*** Opening of Given records ***
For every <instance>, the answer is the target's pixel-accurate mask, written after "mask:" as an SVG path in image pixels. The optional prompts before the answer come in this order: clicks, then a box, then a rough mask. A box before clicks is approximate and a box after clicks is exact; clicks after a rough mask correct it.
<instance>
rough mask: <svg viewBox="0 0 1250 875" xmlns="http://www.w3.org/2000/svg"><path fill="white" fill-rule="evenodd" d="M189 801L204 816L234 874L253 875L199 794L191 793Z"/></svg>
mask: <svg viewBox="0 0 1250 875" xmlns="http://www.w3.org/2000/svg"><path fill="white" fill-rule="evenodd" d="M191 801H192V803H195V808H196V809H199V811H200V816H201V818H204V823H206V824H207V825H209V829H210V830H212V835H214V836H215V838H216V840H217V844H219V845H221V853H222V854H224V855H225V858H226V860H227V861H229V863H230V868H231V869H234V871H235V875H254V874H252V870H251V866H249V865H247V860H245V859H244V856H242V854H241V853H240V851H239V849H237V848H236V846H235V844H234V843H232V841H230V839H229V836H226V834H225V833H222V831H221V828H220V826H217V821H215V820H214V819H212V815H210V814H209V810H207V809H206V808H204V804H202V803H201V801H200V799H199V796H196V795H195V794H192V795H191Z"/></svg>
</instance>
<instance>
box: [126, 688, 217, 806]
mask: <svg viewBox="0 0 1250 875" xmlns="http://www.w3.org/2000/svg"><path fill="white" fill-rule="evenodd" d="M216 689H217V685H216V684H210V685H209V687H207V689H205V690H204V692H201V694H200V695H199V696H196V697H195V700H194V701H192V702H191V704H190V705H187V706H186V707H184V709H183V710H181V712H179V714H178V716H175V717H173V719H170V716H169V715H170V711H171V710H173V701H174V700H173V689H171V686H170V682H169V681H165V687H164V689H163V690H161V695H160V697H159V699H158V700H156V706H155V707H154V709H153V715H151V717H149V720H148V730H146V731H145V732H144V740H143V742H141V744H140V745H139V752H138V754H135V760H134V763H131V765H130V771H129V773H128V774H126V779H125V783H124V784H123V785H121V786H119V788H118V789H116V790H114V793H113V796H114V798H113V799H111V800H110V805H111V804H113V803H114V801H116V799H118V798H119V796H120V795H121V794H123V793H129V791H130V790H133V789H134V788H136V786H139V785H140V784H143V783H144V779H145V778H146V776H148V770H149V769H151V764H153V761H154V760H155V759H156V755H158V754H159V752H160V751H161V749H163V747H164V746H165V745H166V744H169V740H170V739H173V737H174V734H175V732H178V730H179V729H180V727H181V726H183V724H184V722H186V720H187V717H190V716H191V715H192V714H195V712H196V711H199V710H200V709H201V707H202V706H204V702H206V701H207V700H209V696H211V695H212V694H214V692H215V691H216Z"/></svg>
*** Close of Given records ***
**Problem to work on:**
Could you reproduce, word for word, the stretch of data from its very beginning through the line containing "rough mask: <svg"?

**Output of the exercise:**
For every <instance>, the answer is the target's pixel-accurate mask, written after "mask:" as an SVG path in image pixels. The optional prompts before the answer come in this order: clicks, then a box, then a rough mask. A box before clicks is approximate and a box after clicks is exact; clicks after a rough mask correct it.
<instance>
rough mask: <svg viewBox="0 0 1250 875" xmlns="http://www.w3.org/2000/svg"><path fill="white" fill-rule="evenodd" d="M189 801L204 816L234 874L253 875L199 794L191 793Z"/></svg>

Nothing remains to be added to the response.